# Task requirements
Write the records out again in full, word for word.

--- Extracted entries ---

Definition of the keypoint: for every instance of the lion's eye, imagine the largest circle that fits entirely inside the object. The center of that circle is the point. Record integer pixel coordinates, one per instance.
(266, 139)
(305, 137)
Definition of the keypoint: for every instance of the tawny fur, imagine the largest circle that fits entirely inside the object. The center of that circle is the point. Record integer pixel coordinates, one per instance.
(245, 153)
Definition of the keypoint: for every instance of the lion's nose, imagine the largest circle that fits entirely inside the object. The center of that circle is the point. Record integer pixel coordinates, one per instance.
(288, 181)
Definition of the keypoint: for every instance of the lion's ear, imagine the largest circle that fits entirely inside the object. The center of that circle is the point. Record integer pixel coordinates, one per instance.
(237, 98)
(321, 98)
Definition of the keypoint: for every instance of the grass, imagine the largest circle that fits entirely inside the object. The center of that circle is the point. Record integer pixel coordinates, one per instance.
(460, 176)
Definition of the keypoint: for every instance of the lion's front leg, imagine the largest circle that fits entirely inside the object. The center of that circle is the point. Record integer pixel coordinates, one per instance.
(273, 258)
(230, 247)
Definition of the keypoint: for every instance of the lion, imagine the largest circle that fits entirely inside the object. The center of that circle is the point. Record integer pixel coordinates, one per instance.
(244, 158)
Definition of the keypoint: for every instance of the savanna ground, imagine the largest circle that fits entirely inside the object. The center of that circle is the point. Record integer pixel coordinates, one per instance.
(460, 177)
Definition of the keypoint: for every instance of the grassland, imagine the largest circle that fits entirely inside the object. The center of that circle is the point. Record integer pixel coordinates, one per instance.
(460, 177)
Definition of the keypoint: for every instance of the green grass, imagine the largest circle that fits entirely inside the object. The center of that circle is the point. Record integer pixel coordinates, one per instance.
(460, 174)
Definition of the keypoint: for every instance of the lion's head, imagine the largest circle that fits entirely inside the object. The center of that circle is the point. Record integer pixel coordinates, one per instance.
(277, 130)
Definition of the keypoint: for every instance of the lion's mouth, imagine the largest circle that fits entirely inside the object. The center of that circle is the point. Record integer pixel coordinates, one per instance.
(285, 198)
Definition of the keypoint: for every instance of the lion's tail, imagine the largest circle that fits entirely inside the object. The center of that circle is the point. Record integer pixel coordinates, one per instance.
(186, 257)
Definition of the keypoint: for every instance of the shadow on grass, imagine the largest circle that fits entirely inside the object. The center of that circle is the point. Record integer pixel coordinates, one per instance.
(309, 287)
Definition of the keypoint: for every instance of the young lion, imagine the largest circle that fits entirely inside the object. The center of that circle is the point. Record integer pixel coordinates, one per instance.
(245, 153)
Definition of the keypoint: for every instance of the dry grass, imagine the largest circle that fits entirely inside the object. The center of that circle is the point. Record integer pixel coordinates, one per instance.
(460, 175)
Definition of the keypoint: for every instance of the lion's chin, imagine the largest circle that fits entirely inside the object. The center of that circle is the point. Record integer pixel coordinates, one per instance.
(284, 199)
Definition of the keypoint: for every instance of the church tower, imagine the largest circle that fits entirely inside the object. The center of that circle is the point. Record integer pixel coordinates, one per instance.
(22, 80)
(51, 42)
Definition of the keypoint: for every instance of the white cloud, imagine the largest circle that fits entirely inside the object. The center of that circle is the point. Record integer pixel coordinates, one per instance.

---

# Exercise solution
Definition of the keypoint: for every instance of the lion's eye, imagine the largest circle that fits entirely inside the object. The center of that circle is the point. Record integer pixel coordinates, one per instance.
(266, 139)
(305, 137)
Definition of the keypoint: for every instance of the tawny fur, imagine the largest circle that fits entirely inside the object. The center of that circle is the point. Record integer pixel coordinates, one per instance.
(245, 153)
Definition of the keypoint: for every instance of the lion's nose, imagine the largest circle that fits entirely inside the object. The center of that circle is the point. Record integer pixel coordinates, one per instance.
(288, 181)
Definition of the keypoint: for every instance of the lion's ear, imagine the largest circle that fits entirely inside the object. The center of that circle is the point. Record integer pixel coordinates, one per instance.
(237, 98)
(321, 98)
Definition of the keypoint: for every instance of the grass, imagine the largest circle that fits entirely inside the object. The center of that circle is the point. Record integer pixel coordinates, one per instance.
(460, 176)
Definition of the keypoint: for every instance of the lion's front leg, imagine the largest circle that fits entirely inside the object. The center of that circle is the point. Record integer pixel coordinates, one per instance.
(273, 258)
(230, 247)
Definition of the keypoint: for every instance of the lion, imagine the largest circle that fits entirely inside the object. The center of that circle is the point. Record integer pixel coordinates, one per instance.
(244, 158)
Definition of the keypoint: for every instance of the savanna ground, imagine the largest circle that fits entirely inside the object. The center of that circle is the point. Record integer pixel coordinates, one per instance.
(460, 177)
Definition of the keypoint: for every instance of the grassland, imagine the largest circle that fits entirely inside the object. The center of that circle is the point. Record integer pixel coordinates, one per instance.
(460, 177)
Definition of the keypoint: for every instance of the green grass, imagine the largest circle that fits entirely inside the object. The center of that circle is the point. Record integer pixel coordinates, one per instance.
(460, 174)
Definition of the keypoint: for every instance of the lion's head, imagine the largest circle that fits entirely inside the object. The center of that circle is the point. Record integer pixel coordinates, one per instance.
(277, 130)
Definition of the keypoint: for every instance of the lion's mouth, imagine the largest circle that fits entirely inside the object. The center of that circle is the point. Record integer pixel coordinates, one per instance.
(285, 198)
Definition of the keypoint: for every instance of the lion's tail, imagine the largest circle that fits entirely inside the object. The center of that circle is the point. Record integer pixel coordinates, one per instance.
(186, 257)
Definition of the keypoint: for every instance of the shadow on grass, imagine the largest circle that fits entirely inside the object. The center of that circle is the point. Record integer pixel coordinates, one per instance.
(309, 287)
Definition of the keypoint: for every instance of the young lion, imagine the largest circle that fits entirely inside the object. The center of that circle is the point. Record integer pixel coordinates, one per instance.
(245, 153)
Definition of the keypoint: for every instance of the dry grass, imagine the largest circle that fits entirely inside the object. The center of that circle is the point. Record integer pixel coordinates, one per instance.
(460, 175)
Definition of the keypoint: for every instance of the lion's chin, imagine the largest circle that fits entirely inside the object. The center of that circle is the point. Record integer pixel coordinates, one per instance.
(284, 199)
Definition of the keypoint: for every instance of the church tower, imagine the largest circle that fits entirely inside the object. The center of that circle is the point. Record integer pixel coordinates, one per instance.
(22, 80)
(51, 42)
Definition of the keypoint: for every instance of the white cloud, imagine the largest circle that fits entirely inside the object. The center of that circle is the point. Record integer pixel coordinates, one per instance.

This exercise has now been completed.